**Written exercise:** Update the entries from the line containing "to locate round" through the end of the entries, replacing "round leaf" with "oval leaf" and leaving everything else unchanged. Reproduce only those lines.

Image annotation data:
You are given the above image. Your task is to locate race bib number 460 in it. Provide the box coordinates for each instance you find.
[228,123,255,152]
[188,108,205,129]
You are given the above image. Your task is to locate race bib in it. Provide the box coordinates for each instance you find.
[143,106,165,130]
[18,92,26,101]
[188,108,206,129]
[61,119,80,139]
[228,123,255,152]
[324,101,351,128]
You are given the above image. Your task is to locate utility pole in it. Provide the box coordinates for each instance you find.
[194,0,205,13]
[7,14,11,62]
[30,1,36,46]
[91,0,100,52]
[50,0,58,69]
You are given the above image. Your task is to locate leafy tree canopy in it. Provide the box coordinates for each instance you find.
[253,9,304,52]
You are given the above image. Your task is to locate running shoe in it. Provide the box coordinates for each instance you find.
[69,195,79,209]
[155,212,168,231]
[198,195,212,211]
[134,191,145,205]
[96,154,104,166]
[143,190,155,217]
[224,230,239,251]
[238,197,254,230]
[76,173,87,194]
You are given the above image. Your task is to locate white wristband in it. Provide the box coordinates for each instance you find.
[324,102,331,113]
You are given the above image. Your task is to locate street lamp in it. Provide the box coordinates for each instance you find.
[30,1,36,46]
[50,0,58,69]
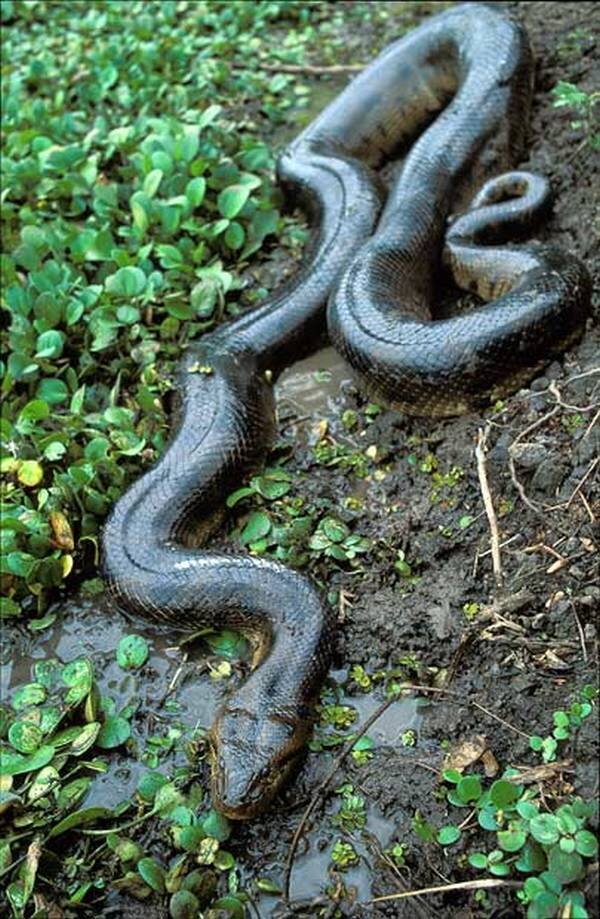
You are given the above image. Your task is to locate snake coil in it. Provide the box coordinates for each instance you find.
[103,3,590,818]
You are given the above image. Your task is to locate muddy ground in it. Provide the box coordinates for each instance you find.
[5,2,600,919]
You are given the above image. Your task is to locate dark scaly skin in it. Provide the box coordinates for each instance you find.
[103,4,589,819]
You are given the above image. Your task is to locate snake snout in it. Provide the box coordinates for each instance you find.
[212,707,304,820]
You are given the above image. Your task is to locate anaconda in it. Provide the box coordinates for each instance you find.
[103,3,590,818]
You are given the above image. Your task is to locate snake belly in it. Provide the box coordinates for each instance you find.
[103,3,590,819]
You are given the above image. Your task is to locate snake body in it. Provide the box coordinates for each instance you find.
[103,3,590,818]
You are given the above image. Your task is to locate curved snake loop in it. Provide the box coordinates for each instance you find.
[103,3,590,818]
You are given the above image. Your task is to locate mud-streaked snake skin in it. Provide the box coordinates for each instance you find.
[103,3,590,818]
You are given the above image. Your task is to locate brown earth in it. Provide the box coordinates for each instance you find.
[2,2,600,919]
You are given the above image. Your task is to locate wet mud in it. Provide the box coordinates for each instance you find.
[2,2,600,919]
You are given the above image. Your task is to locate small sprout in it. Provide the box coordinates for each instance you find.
[331,839,359,871]
[463,600,479,622]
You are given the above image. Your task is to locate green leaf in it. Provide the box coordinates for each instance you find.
[8,721,44,755]
[211,896,246,919]
[12,683,46,712]
[105,266,147,297]
[442,769,462,785]
[217,185,252,220]
[456,775,482,804]
[548,846,585,884]
[0,744,55,775]
[490,779,520,810]
[202,809,231,842]
[137,858,165,894]
[437,825,461,846]
[185,176,206,207]
[498,827,527,852]
[169,890,200,919]
[117,635,148,670]
[575,830,598,858]
[320,517,350,542]
[37,379,69,405]
[515,839,546,874]
[144,169,164,198]
[62,658,94,705]
[529,814,560,846]
[35,329,65,358]
[137,772,169,801]
[96,715,131,750]
[224,220,246,251]
[190,278,219,319]
[48,807,112,837]
[204,629,248,660]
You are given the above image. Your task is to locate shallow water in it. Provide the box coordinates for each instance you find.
[275,346,352,416]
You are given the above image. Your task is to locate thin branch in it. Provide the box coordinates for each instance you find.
[283,683,529,904]
[475,428,502,587]
[231,61,365,77]
[363,878,523,906]
[283,695,399,903]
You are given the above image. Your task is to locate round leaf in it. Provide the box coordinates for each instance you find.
[490,779,519,810]
[529,814,560,846]
[17,460,44,488]
[105,266,147,297]
[456,775,482,804]
[548,846,584,884]
[117,635,148,670]
[240,511,271,546]
[575,830,598,858]
[217,185,252,220]
[8,721,44,755]
[438,826,460,846]
[169,890,200,919]
[137,858,165,893]
[96,715,131,750]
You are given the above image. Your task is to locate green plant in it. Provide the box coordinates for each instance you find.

**Written solution:**
You are given the above image. Your task is to locate oval leaf in it. Provide the box coordinates for each instance you find.
[490,779,519,810]
[529,814,560,846]
[17,460,44,488]
[105,266,147,297]
[456,775,482,804]
[548,846,584,884]
[117,635,148,670]
[240,511,271,546]
[575,830,598,858]
[217,185,252,220]
[8,721,44,755]
[438,826,460,846]
[169,890,200,919]
[137,858,165,893]
[96,715,131,750]
You are given the above image. Your task is to locate green plant in it. Provide the box coordinates for each instance you find.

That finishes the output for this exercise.